Problem description |
Find the lines of data that contain the string "jacket", then list them.

*** Opening Exercise data ***

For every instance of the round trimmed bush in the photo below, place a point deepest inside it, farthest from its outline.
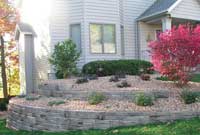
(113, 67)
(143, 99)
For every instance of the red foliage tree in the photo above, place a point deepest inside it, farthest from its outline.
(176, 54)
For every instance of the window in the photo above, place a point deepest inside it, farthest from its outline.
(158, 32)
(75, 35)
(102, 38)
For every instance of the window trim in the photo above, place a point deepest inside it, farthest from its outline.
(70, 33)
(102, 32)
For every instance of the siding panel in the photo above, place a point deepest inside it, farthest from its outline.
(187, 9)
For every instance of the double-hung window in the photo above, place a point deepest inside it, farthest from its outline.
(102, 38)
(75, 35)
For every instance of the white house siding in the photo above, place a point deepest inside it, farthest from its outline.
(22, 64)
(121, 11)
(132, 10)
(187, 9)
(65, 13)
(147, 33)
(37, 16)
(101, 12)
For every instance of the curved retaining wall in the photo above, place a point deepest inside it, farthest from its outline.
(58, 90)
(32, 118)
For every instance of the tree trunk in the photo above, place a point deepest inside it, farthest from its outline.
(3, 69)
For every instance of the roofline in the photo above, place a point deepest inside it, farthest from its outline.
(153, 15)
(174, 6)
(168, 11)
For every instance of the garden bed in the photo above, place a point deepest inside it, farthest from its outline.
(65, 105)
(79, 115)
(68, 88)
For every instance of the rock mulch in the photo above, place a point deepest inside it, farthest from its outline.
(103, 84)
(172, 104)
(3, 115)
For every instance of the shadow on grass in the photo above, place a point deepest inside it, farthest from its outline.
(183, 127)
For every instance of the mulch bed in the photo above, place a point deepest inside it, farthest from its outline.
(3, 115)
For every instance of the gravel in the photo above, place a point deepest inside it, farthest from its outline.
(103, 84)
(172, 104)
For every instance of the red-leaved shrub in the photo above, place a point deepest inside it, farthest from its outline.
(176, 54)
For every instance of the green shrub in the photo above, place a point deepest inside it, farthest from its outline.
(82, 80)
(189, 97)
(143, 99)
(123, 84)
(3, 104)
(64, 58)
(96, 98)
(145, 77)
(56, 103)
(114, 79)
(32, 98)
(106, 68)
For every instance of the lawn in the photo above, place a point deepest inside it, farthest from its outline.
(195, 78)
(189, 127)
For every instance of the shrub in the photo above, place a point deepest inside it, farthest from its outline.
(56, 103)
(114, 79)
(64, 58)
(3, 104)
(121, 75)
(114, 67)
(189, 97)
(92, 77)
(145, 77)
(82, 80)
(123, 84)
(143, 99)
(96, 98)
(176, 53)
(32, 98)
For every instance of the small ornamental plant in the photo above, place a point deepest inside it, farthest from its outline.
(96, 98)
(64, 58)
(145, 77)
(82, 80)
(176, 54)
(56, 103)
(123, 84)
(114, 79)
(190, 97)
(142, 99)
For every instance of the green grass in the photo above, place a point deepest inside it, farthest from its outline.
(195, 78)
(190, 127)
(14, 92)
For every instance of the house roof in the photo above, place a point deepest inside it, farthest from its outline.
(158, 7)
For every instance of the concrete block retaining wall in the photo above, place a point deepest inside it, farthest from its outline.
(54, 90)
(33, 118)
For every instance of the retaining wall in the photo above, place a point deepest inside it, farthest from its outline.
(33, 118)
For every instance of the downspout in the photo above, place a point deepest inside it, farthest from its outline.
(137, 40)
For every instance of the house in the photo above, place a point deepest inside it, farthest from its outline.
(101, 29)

*** Closing Exercise data ***
*** Opening Exercise data ***

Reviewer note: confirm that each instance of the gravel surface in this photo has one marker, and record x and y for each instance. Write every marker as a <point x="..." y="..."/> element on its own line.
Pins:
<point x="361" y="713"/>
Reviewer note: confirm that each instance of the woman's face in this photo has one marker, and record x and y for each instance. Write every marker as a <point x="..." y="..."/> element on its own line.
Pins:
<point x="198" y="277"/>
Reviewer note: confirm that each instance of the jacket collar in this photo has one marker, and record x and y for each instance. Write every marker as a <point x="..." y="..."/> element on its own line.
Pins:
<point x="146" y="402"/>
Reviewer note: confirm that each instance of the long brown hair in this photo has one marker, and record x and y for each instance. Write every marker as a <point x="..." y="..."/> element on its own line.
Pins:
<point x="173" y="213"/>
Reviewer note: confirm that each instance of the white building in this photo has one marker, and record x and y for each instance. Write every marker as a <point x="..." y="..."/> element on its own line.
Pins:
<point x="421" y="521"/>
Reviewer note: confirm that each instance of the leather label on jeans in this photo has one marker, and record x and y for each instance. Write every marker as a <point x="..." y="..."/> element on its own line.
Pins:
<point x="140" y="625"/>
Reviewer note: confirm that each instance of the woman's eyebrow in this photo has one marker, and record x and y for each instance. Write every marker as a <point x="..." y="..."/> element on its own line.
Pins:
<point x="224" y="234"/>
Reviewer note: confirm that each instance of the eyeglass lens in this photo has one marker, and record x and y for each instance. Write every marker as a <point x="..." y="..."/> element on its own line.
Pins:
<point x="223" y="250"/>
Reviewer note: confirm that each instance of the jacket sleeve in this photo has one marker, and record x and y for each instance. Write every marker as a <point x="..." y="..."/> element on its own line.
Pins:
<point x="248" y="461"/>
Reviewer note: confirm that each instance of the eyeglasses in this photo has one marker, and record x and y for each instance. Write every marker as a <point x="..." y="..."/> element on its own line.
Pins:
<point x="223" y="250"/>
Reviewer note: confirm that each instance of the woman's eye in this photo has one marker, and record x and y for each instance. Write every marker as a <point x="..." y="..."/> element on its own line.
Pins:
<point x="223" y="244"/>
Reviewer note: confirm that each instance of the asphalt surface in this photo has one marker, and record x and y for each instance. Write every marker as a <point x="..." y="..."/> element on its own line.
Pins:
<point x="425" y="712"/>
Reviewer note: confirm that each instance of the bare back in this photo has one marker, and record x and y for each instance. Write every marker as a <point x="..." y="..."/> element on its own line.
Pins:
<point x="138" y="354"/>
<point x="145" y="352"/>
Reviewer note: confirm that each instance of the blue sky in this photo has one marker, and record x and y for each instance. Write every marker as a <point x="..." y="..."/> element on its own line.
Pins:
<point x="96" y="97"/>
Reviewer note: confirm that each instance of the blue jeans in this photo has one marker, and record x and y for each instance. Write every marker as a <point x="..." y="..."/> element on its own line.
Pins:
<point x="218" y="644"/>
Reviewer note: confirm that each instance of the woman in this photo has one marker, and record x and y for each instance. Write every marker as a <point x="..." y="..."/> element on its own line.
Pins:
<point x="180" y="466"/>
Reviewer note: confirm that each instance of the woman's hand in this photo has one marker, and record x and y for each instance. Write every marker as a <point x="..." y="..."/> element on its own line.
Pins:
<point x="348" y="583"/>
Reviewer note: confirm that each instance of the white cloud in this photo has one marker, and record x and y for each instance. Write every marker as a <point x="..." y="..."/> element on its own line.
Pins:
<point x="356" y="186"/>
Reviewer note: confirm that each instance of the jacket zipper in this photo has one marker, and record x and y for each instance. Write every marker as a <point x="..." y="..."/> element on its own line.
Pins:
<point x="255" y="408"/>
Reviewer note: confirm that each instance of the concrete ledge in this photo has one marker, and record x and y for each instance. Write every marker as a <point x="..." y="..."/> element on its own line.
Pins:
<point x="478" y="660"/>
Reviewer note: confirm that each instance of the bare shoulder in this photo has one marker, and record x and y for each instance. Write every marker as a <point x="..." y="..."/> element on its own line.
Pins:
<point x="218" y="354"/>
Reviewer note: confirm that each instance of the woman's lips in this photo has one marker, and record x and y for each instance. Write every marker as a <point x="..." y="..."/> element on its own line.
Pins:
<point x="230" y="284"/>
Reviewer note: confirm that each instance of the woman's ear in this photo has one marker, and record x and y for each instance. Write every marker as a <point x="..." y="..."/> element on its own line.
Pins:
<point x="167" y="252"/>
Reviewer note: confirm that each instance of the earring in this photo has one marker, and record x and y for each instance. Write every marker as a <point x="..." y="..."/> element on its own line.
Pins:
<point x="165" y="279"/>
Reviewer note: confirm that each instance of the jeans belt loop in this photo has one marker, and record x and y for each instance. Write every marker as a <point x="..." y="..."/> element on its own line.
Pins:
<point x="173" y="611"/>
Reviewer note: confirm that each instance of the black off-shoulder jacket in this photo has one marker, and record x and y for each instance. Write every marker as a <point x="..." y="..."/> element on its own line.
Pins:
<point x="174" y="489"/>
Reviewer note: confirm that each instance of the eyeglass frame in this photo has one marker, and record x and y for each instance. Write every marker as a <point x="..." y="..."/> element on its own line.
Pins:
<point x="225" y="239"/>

*** Closing Exercise data ***

Exercise output |
Reviewer note: confirm that each instance of the jacket collar in this photo has one marker, and record x and y for each instance. Write every marker as a <point x="..." y="..."/> element on its own line.
Reviewer note: confirm that each instance of the jacket sleeve in this photo has one marker, and record x and y for each instance. Write every marker as a <point x="..." y="..."/> element on its own line.
Reviewer note: confirm that each instance of the jacket zipper in this photo has one marker, and record x and y for each instance. Write every marker as a <point x="..." y="..."/> element on its own line.
Reviewer note: confirm that each instance of the black off-shoulder jacket in this photo has one marker, and record x and y for each instance. Write every marker as a <point x="..." y="..."/> element on its own line.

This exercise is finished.